--- What you have to do ---
Set down the line that contains "Each is formatted like [289, 342]." and every line after it to the end of the entries, exactly as they stand and nothing more.

- - -

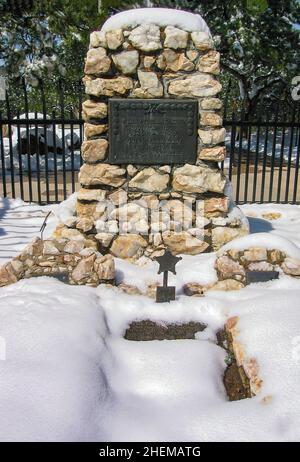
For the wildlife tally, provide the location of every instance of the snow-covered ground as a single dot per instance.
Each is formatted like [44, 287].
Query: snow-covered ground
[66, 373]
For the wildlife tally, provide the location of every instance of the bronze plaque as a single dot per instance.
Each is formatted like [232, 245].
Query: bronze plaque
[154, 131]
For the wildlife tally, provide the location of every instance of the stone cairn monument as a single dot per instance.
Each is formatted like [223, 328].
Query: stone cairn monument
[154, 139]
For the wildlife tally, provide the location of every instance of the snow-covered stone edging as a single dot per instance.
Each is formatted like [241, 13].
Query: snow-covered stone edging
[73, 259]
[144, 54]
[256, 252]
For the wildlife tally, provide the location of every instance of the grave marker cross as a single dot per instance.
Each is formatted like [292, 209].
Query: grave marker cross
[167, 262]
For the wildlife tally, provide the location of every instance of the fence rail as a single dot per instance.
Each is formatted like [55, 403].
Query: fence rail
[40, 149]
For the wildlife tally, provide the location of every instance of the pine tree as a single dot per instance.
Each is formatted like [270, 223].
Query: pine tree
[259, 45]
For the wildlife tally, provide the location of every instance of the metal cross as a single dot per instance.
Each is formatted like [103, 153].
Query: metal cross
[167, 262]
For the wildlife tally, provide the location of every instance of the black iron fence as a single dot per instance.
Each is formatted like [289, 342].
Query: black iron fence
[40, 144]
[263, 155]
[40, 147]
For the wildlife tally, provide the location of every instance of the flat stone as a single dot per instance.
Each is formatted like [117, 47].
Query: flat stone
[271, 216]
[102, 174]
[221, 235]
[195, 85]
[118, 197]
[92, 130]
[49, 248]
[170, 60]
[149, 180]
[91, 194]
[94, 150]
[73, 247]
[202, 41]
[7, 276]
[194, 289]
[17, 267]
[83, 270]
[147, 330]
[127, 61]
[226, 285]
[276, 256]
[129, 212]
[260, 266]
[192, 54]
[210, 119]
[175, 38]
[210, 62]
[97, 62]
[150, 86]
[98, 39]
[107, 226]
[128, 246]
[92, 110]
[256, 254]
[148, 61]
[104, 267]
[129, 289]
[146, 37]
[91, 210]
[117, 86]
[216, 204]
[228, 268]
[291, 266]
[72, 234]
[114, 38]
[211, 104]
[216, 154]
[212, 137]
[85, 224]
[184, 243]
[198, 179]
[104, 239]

- - -

--- Response to the task ---
Each is formatted like [289, 342].
Query: black iron fence
[40, 144]
[263, 155]
[40, 147]
For the wildlife tally, provide the location of every instance of the flat stone as a single dot per instance.
Each is formatted like [117, 47].
Query: flat stone
[271, 216]
[102, 174]
[221, 235]
[195, 85]
[118, 197]
[92, 130]
[49, 248]
[170, 60]
[149, 180]
[91, 194]
[94, 150]
[73, 247]
[202, 41]
[7, 276]
[194, 289]
[17, 267]
[83, 270]
[147, 330]
[127, 61]
[226, 285]
[276, 256]
[129, 212]
[260, 266]
[192, 54]
[210, 119]
[175, 38]
[210, 62]
[97, 62]
[150, 86]
[98, 39]
[107, 226]
[128, 246]
[92, 110]
[256, 254]
[148, 61]
[104, 267]
[129, 289]
[146, 37]
[91, 210]
[117, 86]
[216, 204]
[228, 268]
[291, 266]
[72, 234]
[114, 38]
[211, 104]
[216, 154]
[212, 137]
[85, 224]
[184, 243]
[198, 179]
[104, 239]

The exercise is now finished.